_REQUIRED ACTIONS_.
a - In the drawing passage, what should a beginner start with?
b - Decide whether each statement agrees with the drawing passage, answering yes or no and quoting the deciding words: (i) Drawings that beginners copy should come from the Antique or from reputable Masters. (ii) Mistakes of proportion show more in drawings of flowers than in drawings of heads. (iii) The eighth chapter holds that it is better to draw small at first.
c - Copy the drawing passage word for word, starting with "As was stated" and going on through "large at first.".

_TEXT_.
So with a lot of exercise you need to get your eyes to judge, your hand to work with ease, and if those habits concentrate on bad models the taste will unnoticeably get used
to them because that which often enters the mind through the eyes stays there for a long time and makes a strong impression. It is thus extremely important to show beginners only things of good taste, so that drawings that they copy come either from the Antique or from reputable Masters.

Chapitre VII  
With what objects should one start.

As was stated in the previous chapter, beginners should only imitate things that create good taste.  In this chapter the question is whether one should start with a landscape or
animals or human figures, or everything indifferently <...>  
I say that one should start with heads because mistakes of proportion are not as visible in drawings of trees or flowers, but the artist himself can identify his faults when drawing heads. One who draws a head well will draw a flower well. <...>


Chapitre VIII 
That it is better to draw large at first.

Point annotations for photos

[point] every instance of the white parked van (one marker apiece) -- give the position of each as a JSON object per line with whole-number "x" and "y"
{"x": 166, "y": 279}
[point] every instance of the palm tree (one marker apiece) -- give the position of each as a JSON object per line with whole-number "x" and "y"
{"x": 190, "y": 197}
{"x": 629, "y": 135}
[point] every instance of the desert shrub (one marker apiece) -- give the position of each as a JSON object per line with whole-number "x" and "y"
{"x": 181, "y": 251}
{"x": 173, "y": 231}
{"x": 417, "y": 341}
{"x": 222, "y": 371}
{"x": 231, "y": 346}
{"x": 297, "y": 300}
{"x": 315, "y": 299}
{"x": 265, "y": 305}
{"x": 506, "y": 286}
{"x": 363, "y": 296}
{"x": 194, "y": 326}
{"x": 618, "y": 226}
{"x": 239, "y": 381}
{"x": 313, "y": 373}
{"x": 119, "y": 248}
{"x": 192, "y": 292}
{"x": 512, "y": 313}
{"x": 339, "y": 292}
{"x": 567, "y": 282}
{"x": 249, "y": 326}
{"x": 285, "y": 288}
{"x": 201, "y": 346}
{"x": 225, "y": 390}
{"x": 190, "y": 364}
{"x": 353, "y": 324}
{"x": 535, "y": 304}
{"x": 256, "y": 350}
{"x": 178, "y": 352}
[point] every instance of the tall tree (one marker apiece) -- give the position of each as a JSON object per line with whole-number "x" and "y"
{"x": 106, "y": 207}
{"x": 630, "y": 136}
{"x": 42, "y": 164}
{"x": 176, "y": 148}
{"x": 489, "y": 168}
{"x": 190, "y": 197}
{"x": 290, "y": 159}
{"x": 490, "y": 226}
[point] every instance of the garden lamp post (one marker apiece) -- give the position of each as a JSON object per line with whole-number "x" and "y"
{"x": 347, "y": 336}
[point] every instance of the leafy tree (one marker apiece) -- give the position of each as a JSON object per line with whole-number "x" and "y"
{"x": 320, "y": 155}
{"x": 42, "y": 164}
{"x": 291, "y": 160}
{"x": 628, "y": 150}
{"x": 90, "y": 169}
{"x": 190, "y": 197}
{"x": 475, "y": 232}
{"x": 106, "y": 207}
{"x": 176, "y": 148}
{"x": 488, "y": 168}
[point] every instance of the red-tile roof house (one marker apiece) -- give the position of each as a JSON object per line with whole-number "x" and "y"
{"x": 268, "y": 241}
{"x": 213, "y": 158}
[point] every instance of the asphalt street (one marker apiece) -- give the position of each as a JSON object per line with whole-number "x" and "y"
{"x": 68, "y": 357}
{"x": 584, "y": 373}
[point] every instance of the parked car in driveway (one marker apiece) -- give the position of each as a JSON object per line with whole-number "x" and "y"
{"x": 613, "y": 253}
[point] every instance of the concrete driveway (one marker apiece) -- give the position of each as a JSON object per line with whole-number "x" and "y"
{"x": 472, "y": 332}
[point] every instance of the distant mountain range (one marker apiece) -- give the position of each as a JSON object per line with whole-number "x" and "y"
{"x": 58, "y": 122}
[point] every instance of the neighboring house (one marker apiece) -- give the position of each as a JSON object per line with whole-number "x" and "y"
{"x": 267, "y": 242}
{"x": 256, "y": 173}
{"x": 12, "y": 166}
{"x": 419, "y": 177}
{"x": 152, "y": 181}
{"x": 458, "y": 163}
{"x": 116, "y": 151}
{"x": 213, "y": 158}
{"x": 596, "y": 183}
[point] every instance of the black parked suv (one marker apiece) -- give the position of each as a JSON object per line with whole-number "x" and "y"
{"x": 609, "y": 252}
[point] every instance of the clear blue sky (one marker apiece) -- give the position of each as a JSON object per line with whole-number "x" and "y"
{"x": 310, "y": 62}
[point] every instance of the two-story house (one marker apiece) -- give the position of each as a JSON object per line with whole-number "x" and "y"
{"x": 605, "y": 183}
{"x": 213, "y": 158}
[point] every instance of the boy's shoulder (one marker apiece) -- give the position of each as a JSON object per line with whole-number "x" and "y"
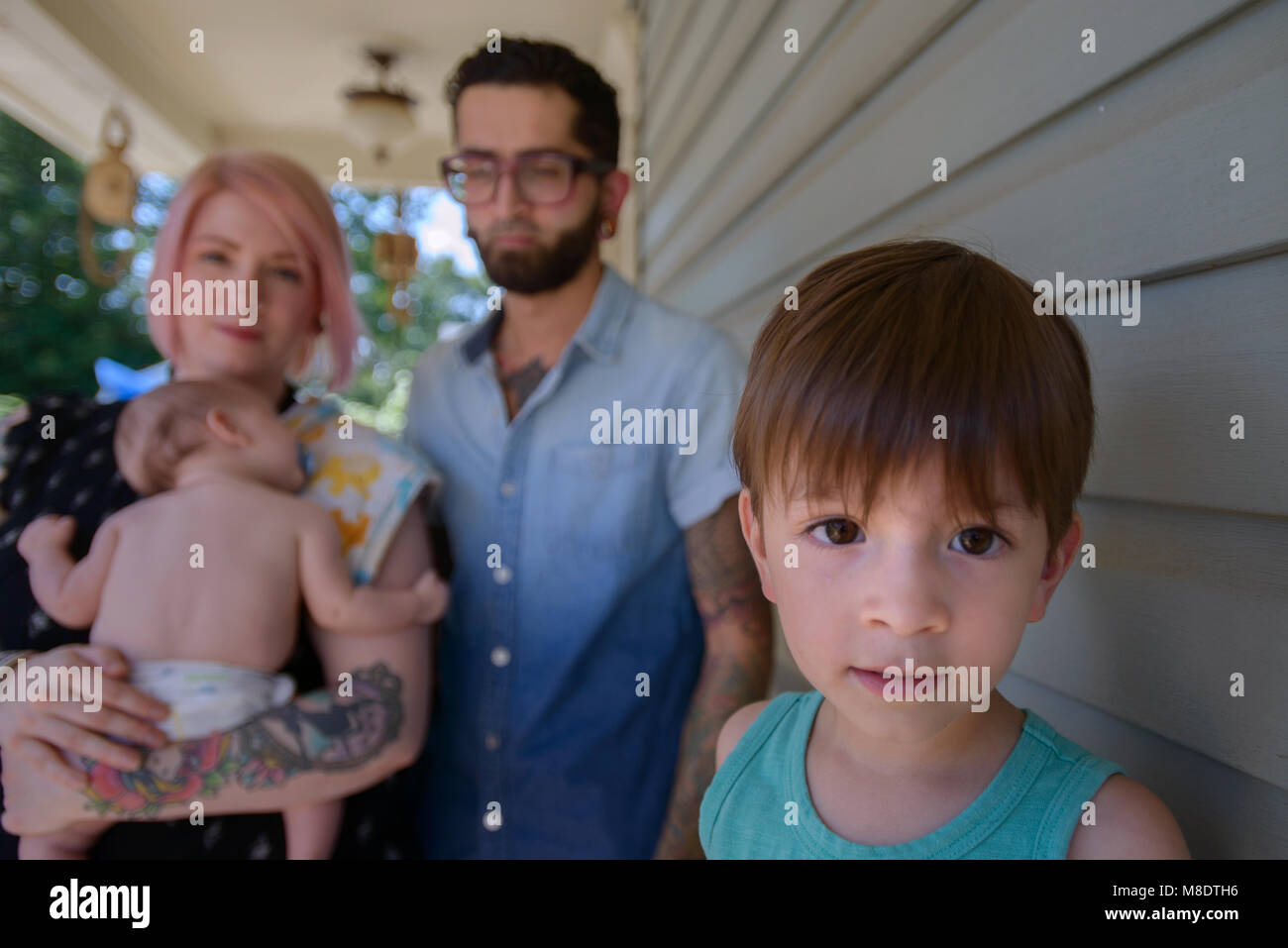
{"x": 735, "y": 727}
{"x": 1131, "y": 823}
{"x": 745, "y": 717}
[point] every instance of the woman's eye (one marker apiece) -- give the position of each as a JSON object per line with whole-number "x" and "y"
{"x": 978, "y": 541}
{"x": 836, "y": 532}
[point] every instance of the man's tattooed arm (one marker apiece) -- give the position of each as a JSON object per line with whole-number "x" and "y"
{"x": 320, "y": 733}
{"x": 734, "y": 669}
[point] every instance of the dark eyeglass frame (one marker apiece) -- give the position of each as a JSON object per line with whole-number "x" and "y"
{"x": 578, "y": 165}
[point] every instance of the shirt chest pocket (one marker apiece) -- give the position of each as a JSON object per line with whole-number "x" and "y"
{"x": 601, "y": 498}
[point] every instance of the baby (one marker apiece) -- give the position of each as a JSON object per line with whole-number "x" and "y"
{"x": 911, "y": 442}
{"x": 200, "y": 583}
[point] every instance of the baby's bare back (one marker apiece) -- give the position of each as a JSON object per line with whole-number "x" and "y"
{"x": 205, "y": 574}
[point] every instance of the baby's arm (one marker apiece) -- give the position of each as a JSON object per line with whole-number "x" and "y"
{"x": 312, "y": 828}
{"x": 67, "y": 590}
{"x": 335, "y": 603}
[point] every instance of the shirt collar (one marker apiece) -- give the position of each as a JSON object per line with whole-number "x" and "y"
{"x": 597, "y": 335}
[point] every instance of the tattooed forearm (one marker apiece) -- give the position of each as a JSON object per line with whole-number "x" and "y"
{"x": 317, "y": 732}
{"x": 734, "y": 672}
{"x": 728, "y": 683}
{"x": 721, "y": 571}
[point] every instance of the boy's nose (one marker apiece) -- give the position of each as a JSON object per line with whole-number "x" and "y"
{"x": 903, "y": 596}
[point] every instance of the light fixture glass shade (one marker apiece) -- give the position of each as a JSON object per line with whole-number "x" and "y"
{"x": 377, "y": 121}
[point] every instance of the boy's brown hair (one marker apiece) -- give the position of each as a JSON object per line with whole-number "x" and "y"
{"x": 842, "y": 390}
{"x": 162, "y": 427}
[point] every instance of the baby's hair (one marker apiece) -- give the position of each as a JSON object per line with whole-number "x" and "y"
{"x": 842, "y": 390}
{"x": 159, "y": 429}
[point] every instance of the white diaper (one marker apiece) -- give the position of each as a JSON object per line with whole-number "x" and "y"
{"x": 206, "y": 697}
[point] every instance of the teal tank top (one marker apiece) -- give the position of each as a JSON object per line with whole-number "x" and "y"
{"x": 1029, "y": 810}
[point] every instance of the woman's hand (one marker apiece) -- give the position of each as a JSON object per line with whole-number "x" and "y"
{"x": 40, "y": 730}
{"x": 33, "y": 805}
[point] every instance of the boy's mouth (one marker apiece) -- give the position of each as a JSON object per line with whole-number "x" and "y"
{"x": 875, "y": 679}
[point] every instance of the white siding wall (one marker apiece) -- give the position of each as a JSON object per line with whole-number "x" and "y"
{"x": 1106, "y": 165}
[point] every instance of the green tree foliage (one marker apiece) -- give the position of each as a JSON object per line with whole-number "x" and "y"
{"x": 54, "y": 322}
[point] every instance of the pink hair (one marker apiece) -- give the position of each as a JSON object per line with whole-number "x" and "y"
{"x": 292, "y": 200}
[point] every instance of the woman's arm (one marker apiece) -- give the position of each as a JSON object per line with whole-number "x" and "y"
{"x": 366, "y": 724}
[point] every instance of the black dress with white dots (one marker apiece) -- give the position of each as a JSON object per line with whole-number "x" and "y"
{"x": 60, "y": 462}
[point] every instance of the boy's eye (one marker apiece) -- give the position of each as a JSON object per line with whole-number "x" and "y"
{"x": 977, "y": 540}
{"x": 836, "y": 532}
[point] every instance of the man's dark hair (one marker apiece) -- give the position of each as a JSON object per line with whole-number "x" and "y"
{"x": 536, "y": 62}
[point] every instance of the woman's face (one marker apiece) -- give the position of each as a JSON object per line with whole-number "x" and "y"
{"x": 232, "y": 240}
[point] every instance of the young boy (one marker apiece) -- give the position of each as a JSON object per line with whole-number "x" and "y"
{"x": 200, "y": 583}
{"x": 911, "y": 442}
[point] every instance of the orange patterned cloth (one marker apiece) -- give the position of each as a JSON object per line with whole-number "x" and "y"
{"x": 362, "y": 478}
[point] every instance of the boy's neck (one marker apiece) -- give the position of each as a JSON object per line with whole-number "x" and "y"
{"x": 969, "y": 740}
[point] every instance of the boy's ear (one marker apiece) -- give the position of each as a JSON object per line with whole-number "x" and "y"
{"x": 224, "y": 427}
{"x": 1056, "y": 566}
{"x": 755, "y": 537}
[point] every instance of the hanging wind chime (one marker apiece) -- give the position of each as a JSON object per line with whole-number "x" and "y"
{"x": 394, "y": 258}
{"x": 107, "y": 198}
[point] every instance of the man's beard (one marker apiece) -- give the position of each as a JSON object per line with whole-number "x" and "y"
{"x": 536, "y": 269}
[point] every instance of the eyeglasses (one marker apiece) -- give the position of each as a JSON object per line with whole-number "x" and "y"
{"x": 539, "y": 176}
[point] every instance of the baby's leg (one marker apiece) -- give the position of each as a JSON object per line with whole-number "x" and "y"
{"x": 312, "y": 830}
{"x": 72, "y": 843}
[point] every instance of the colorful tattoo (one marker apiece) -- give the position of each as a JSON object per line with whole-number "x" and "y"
{"x": 318, "y": 732}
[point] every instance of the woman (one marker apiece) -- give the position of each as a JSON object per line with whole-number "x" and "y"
{"x": 239, "y": 217}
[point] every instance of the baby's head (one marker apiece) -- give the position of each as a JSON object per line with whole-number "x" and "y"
{"x": 911, "y": 440}
{"x": 189, "y": 425}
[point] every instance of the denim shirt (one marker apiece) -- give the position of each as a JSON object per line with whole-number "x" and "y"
{"x": 572, "y": 644}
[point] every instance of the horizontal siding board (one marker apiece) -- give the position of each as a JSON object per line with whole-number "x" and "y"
{"x": 765, "y": 69}
{"x": 862, "y": 52}
{"x": 1179, "y": 600}
{"x": 673, "y": 17}
{"x": 666, "y": 133}
{"x": 700, "y": 35}
{"x": 1224, "y": 813}
{"x": 1141, "y": 153}
{"x": 1210, "y": 346}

_RESPONSES FOR EACH TASK_.
a - Heads.

b -
(i) Yes: "so that drawings that they copy come either from the Antique or from reputable Masters"
(ii) No: "mistakes of proportion are not as visible in drawings of trees or flowers"
(iii) No: "That it is better to draw large at first."

c -
As was stated in the previous chapter, beginners should only imitate things that create good taste.  In this chapter the question is whether one should start with a landscape or
animals or human figures, or everything indifferently <...>  
I say that one should start with heads because mistakes of proportion are not as visible in drawings of trees or flowers, but the artist himself can identify his faults when drawing heads. One who draws a head well will draw a flower well. <...>


Chapitre VIII 
That it is better to draw large at first.